### What is required
How do the lines below between the ones holding "Here's a bet: you won't be able to pinpoint the vertical" and "Here's a bet: you won't be able to pinpoint the road", inclusive, read? Give them again exactly, with no other lines.

Free-text object descriptions:
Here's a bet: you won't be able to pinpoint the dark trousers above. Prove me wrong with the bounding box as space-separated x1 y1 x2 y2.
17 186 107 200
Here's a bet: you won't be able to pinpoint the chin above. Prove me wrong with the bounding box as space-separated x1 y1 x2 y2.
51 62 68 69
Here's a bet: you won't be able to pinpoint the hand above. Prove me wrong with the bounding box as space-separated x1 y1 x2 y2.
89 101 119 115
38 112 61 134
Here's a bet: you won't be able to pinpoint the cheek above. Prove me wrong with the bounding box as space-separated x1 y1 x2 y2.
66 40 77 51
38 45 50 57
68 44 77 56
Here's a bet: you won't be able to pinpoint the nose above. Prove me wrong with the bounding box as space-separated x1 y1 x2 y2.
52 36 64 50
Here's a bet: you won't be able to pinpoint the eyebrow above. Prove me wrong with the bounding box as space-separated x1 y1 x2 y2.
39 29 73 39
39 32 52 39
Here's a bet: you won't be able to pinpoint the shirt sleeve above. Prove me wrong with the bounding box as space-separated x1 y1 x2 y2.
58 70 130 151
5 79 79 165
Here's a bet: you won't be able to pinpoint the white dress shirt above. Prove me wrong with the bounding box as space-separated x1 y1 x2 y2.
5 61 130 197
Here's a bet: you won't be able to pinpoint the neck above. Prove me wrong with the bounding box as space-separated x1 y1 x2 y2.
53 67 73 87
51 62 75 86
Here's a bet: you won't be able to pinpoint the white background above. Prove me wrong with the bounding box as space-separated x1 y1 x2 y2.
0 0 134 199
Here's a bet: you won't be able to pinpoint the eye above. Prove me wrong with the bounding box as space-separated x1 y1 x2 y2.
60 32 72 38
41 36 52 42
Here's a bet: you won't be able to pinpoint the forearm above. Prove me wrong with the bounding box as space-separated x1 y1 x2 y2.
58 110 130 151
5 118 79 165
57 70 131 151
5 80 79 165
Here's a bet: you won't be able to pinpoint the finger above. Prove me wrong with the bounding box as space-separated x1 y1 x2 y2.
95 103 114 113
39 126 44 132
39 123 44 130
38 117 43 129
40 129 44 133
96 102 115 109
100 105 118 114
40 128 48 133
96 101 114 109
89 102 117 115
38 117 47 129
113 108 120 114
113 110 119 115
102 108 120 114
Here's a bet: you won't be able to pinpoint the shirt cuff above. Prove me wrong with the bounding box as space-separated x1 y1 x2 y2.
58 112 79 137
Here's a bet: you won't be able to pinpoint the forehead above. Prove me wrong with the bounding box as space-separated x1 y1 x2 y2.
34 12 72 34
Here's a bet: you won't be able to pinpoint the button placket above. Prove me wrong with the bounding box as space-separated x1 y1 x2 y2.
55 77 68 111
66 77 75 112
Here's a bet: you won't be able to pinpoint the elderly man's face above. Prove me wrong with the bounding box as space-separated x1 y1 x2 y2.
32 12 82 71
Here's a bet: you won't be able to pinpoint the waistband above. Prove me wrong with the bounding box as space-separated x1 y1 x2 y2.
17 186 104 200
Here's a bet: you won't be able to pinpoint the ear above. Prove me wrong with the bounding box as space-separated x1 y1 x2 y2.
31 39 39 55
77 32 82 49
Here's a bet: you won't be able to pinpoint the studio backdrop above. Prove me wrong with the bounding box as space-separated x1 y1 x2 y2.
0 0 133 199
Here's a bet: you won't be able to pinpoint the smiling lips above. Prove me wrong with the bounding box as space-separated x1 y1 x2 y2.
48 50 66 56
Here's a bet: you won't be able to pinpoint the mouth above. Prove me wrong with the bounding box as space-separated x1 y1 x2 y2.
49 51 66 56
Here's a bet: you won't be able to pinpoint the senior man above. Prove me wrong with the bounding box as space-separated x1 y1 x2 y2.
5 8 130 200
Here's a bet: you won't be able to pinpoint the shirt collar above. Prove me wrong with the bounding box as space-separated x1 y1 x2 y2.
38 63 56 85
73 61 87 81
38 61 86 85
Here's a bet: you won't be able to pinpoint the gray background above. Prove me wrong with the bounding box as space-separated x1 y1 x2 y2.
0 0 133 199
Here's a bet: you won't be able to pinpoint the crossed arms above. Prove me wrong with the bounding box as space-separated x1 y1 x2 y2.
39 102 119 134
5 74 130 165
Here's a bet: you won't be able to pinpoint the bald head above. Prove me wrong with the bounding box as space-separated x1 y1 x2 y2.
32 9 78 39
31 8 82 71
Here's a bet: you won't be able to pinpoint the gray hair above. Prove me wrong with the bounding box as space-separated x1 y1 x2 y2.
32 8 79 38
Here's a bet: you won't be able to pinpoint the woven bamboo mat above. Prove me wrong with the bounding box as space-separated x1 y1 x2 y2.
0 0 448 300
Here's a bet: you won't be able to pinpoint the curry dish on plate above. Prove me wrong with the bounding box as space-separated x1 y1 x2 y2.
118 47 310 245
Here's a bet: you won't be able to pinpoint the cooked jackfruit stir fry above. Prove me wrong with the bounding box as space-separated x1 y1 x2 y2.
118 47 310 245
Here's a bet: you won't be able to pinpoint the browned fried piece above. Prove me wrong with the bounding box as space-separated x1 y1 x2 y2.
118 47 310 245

==

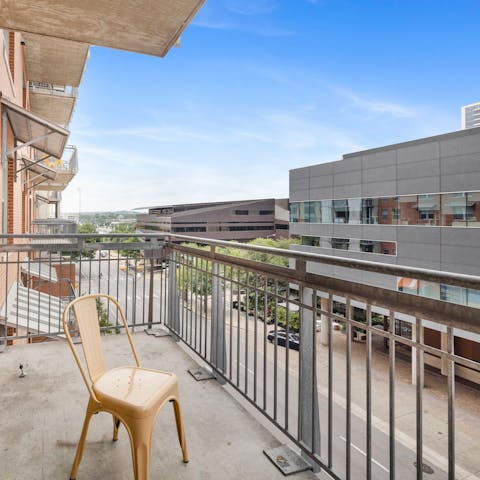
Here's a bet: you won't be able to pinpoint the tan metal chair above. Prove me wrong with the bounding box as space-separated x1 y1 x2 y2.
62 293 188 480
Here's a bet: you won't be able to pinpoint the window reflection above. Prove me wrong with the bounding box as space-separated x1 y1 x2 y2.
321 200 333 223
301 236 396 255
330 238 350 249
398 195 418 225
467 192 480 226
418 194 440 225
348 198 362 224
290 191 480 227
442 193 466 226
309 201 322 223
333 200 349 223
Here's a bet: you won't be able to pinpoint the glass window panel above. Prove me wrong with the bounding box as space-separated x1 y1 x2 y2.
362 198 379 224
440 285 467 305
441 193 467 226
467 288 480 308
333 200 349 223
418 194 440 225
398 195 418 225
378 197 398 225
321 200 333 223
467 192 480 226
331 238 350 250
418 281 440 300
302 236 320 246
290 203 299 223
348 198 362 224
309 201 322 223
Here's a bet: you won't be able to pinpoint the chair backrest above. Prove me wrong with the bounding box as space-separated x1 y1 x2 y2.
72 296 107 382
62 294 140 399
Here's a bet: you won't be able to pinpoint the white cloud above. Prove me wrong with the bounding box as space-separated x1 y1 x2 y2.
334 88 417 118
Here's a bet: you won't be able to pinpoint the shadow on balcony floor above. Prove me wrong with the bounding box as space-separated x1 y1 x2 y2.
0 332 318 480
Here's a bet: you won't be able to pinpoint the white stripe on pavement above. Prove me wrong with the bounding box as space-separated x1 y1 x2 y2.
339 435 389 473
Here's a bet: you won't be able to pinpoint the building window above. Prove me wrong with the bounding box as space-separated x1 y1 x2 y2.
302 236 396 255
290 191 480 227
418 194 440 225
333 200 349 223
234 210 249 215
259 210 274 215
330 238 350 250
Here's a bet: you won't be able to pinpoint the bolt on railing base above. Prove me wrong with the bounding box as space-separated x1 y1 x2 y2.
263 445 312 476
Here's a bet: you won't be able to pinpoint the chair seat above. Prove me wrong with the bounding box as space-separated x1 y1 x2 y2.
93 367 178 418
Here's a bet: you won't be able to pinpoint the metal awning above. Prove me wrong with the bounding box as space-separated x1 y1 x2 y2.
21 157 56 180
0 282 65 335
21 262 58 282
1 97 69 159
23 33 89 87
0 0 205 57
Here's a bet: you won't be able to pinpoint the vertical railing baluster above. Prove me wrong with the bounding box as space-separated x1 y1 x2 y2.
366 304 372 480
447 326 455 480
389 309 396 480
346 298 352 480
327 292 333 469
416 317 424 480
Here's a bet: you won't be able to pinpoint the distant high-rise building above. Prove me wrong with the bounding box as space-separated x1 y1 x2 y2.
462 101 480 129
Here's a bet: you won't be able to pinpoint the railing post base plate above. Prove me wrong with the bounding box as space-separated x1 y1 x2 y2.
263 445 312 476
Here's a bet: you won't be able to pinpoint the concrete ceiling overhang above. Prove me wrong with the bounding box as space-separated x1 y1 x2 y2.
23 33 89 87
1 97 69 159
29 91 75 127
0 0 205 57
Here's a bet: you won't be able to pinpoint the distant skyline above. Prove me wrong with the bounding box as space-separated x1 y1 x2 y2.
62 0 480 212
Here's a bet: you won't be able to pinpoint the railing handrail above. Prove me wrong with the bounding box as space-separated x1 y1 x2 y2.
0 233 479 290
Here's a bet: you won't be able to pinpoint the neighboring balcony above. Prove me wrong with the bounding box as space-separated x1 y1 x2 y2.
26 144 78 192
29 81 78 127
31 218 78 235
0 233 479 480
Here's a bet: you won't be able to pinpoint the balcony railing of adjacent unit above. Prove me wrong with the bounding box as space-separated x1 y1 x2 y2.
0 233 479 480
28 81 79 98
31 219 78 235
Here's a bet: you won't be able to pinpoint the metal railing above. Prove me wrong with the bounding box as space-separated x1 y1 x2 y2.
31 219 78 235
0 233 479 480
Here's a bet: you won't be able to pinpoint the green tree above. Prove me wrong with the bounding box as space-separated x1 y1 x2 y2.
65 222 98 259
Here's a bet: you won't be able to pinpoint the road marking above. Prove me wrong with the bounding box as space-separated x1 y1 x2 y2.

==

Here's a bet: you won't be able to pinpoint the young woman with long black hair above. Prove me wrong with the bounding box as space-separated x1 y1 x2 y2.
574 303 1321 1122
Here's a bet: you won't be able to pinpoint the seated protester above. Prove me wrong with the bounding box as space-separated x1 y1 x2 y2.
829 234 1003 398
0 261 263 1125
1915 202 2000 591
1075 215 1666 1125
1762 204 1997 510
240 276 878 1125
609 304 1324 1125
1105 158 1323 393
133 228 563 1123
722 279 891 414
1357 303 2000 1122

### Solution below
Here's a bet: you won't be able to pinpoint the vertical railing baluster above. Prove me wrong with the bounding box as space-separated x1 y1 x2 y2.
366 304 372 480
447 326 455 480
389 309 396 480
346 298 352 480
327 292 333 469
416 317 424 480
Here's a bet: you won't be able to pinpoint the distant high-rise building above. Prove me wrong with the bounding box as space-separated x1 y1 x2 y2.
462 101 480 129
Here's a bet: you won't be able to pinpoint the railing post base plate above. Prove me wrong with the bounding box as space-separated x1 y1 x2 y2.
263 445 312 476
Here's a bet: you won't be able to pinpoint the concrete ceiling overhang above. Prove me wrong with the bounding box as space-separated x1 y1 x2 y2.
23 33 89 87
1 97 69 159
29 91 75 127
0 0 205 57
Here's a bet: you won't be able to pinpoint the distant skyline above. Prove me wrong with the bounding box as space-separated x1 y1 x2 y2.
62 0 480 212
Here's a bet: you won't be able to pinpoint the railing handrail above. Prove me wrong with the bounding box as space-separated x1 y1 x2 y2.
0 233 479 290
Here's a bet: you won't be able to pinpoint the neighboring balcony above. Prove me wrong with the bounding box as space-separated x1 y1 x2 y2.
26 144 78 192
29 81 78 127
31 218 78 235
0 233 479 480
Here's a bet: you won't be able to pinpoint the balcony railing of adjacent unit above. Prove me wrong with the bounding box as space-separated x1 y1 x2 y2.
0 233 479 480
28 81 79 98
31 219 78 235
Here's a bet: you won't be able to pinpoint the metal railing above. Prove me wrong with the bounding box as space-separated x1 y1 x2 y2.
31 219 78 235
0 233 479 480
Here's a bet: you won't be able to pinpoint the green tree above. Prove me wrong with the bounding box as space-separated x1 y1 x2 y2.
65 222 98 259
Here's a bet: you won't be able to pinpoint the road marking above. Prove me wrong with the bounding box as space-separated x1 y1 x2 y2.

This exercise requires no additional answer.